Some time after last night’s mayoral forum ended, Anthony Weiner found himself defending President Barack Obama’s signature healthcare law to an agitated woman.
Politicker approached a small commotion involving Mr. Weiner outside the Midwood public school, where the forum had been held, when it became clear one of the attendees wanted to do more than simply schmooze with the former congressman.
“Can I ask you a question? Who do you think pays for the uninsured when they go to the hospital?” Mr. Weiner shot back at the woman, Laurie Fein, after she demanded to know why Mr. Weiner supported mandatory insurance coverage. “Who do you think pays that bill?”
Mr. Weiner, just beyond the steps of the school, appeared to be relishing the policy showdown.
“We do,” Ms. Fein replied.
“You do,” Mr. Weiner, a vocal proponent of expanding health care coverage when he served in Congress, quickly concurred.
“I understand that–” Ms. Fein began, growing upset.
“The only thing about Obamacare, just so you know, people make it more complicated than it is. It just, it’s less expensive for us as taxpayers to give us–” Mr. Weiner countered.
“Not true, my husband’s a physician,” she interrupted.

#### [Supplied material]
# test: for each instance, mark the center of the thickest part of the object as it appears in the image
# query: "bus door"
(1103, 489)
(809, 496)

* * *

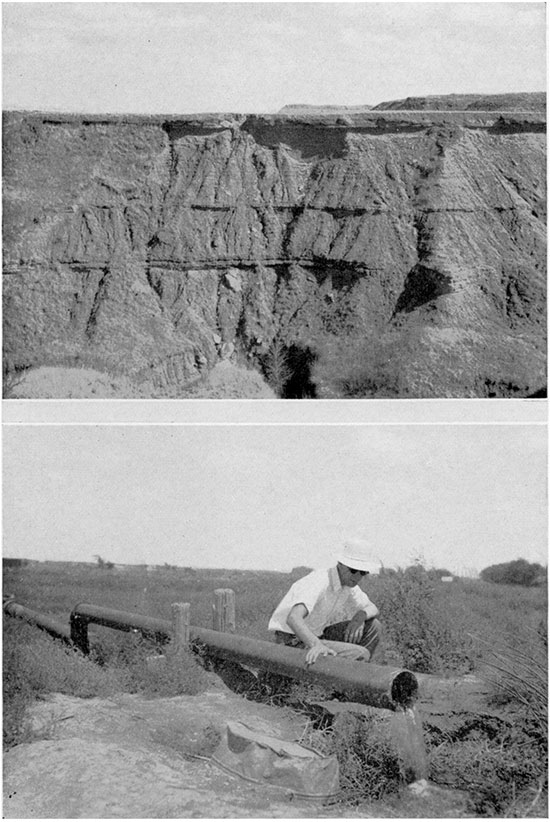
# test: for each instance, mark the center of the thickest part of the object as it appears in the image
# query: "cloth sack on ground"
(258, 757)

#### [Apply what you read]
1. Can you sum up the article about Anthony Weiner's exchange over the healthcare law in two sentences?
2. Repeat the part of the Weiner article that opens with the words containing "Mr. Weiner, just" and closes with "began, growing upset.".
3. Write the next part of the article about Anthony Weiner's exchange with Laurie Fein, picking up after its last line.

#### [Your responses]
1. After a mayoral forum at a Midwood public school, Anthony Weiner defended President Barack Obama's healthcare law to an attendee, Laurie Fein, who demanded to know why he supported mandatory insurance coverage. Weiner argued that taxpayers pay when the uninsured go to the hospital and that the law is less expensive for taxpayers, but Fein, growing upset, interrupted to say that this was not true and that her husband is a physician.

2.
Mr. Weiner, just beyond the steps of the school, appeared to be relishing the policy showdown.
“We do,” Ms. Fein replied.
“You do,” Mr. Weiner, a vocal proponent of expanding health care coverage when he served in Congress, quickly concurred.
“I understand that–” Ms. Fein began, growing upset.

3.
“Let me finish my thought, let me finish my thought, maybe you’ll agree. It’s less expensive to give people a subsidy to buy insurance than it is to treat them in emergency rooms. That’s the simple math of the situation,” Mr. Weiner said as a small crowd, as always, began to cluster around him. “We’re closing hospitals because the uninsured are coming in.”
“I know, my husband is in one of the hospitals,” she replied.
“We pay 20 billion dollars a year for healthcare in this city because the costs are so high because of the uninsured. It’s got to be fixed and I try to fix it, I mean, but I’m telling you, you’re blaming the wrong thing,” Mr. Weiner continued, talking over the woman’s thin voice. “What you should be blaming are the insurance companies that are taking 20 percent off the top of everything. There’s no incentive for them to keep costs down.”
After explaining that competition among healthcare providers would eventually drive down costs, Mr. Weiner insisted Ms. Fein was mad about a supposedly expensive portion of Obamacare that had yet to be enacted.
“Wait until you see how many doctors are not going to be here,” she said.
“All I hear is doctors!” interjected an 86-year-old woman, not involved in the conversation previously.
“Your husband’s doctor?” Mr. Weiner asked Ms. Fein. “Ask him who he likes dealing with more, Medicare or Oxford? Medicare’s the answer.”
As the former congressman turned away to powwow with some of the spectators, Ms. Fein told Politicker she was unswayed.
“Ask him if he’s read the 1,500 pages of the bill,” she said. “He didn’t.”